**Objective:**
Could you output every line of the records below as a numbered list, leaving out the blank lines?

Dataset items

━━━

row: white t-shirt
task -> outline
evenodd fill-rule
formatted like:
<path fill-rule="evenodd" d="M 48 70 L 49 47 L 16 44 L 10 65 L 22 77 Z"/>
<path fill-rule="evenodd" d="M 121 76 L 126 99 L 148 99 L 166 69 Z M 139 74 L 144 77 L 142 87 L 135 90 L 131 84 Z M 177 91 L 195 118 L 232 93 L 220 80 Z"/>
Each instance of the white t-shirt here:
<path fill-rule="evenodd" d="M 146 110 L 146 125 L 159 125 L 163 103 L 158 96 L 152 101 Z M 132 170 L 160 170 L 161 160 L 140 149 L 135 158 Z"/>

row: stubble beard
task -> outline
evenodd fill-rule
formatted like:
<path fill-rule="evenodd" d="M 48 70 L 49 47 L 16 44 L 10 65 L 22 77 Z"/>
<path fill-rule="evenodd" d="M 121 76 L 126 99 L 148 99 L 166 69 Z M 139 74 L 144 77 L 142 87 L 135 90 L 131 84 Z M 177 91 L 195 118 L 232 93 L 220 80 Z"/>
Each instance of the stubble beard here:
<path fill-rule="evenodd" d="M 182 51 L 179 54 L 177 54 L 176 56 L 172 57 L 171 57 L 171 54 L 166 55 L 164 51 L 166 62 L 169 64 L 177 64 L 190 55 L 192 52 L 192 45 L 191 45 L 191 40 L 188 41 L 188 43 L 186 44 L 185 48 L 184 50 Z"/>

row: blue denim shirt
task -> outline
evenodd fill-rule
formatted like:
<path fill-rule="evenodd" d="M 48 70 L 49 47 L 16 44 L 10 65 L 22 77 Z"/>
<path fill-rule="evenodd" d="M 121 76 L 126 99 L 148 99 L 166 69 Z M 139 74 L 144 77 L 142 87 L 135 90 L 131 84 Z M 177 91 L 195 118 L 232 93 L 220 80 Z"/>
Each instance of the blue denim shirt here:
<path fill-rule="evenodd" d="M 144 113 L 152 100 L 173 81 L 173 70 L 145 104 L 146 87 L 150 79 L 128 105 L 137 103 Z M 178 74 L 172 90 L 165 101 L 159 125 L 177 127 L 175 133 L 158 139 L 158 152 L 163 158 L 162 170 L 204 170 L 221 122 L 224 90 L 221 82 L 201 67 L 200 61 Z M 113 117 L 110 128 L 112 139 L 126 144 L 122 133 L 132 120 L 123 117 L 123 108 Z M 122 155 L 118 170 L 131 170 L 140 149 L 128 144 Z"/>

━━━

**Response below:**
1. row: white t-shirt
2. task -> outline
3. evenodd fill-rule
4. formatted like:
5. <path fill-rule="evenodd" d="M 48 70 L 49 47 L 16 44 L 10 65 L 22 77 Z"/>
6. <path fill-rule="evenodd" d="M 121 76 L 126 99 L 148 99 L 166 69 Z M 139 74 L 144 77 L 142 87 L 135 90 L 131 84 Z M 177 91 L 195 118 L 232 93 L 220 80 Z"/>
7. Each instance of the white t-shirt here:
8. <path fill-rule="evenodd" d="M 146 110 L 146 125 L 159 125 L 163 103 L 158 96 L 152 101 Z M 132 170 L 160 170 L 161 160 L 140 149 L 135 158 Z"/>
9. row: stubble beard
10. task -> outline
11. evenodd fill-rule
12. formatted like:
13. <path fill-rule="evenodd" d="M 48 70 L 49 47 L 16 44 L 10 65 L 22 77 Z"/>
14. <path fill-rule="evenodd" d="M 121 76 L 126 99 L 148 99 L 166 69 Z M 139 74 L 144 77 L 142 87 L 135 90 L 131 84 Z M 177 91 L 195 118 L 232 93 L 220 80 Z"/>
15. Each instance of the stubble beard here:
16. <path fill-rule="evenodd" d="M 182 51 L 179 54 L 177 54 L 176 56 L 172 57 L 171 57 L 171 54 L 166 55 L 164 51 L 166 62 L 169 64 L 177 64 L 190 55 L 192 52 L 192 45 L 191 45 L 191 40 L 188 41 L 188 43 L 186 44 L 185 48 L 184 50 Z"/>
17. row: blue denim shirt
18. task -> outline
19. evenodd fill-rule
20. formatted like:
21. <path fill-rule="evenodd" d="M 48 70 L 49 47 L 16 44 L 10 65 L 22 77 Z"/>
22. <path fill-rule="evenodd" d="M 121 76 L 126 99 L 148 99 L 166 69 Z M 139 74 L 144 77 L 142 87 L 135 90 L 131 84 Z M 177 91 L 195 118 L 232 93 L 220 80 Z"/>
23. Each instance of the blue denim shirt here:
24. <path fill-rule="evenodd" d="M 144 113 L 152 100 L 173 81 L 173 70 L 145 104 L 146 87 L 150 79 L 128 105 L 137 103 Z M 178 74 L 172 90 L 165 101 L 159 125 L 177 127 L 175 133 L 158 139 L 158 152 L 163 158 L 162 170 L 204 170 L 221 122 L 224 90 L 221 82 L 201 67 L 200 61 Z M 113 117 L 110 128 L 112 139 L 126 144 L 122 133 L 132 120 L 123 117 L 123 108 Z M 122 155 L 118 170 L 131 170 L 140 149 L 128 144 Z"/>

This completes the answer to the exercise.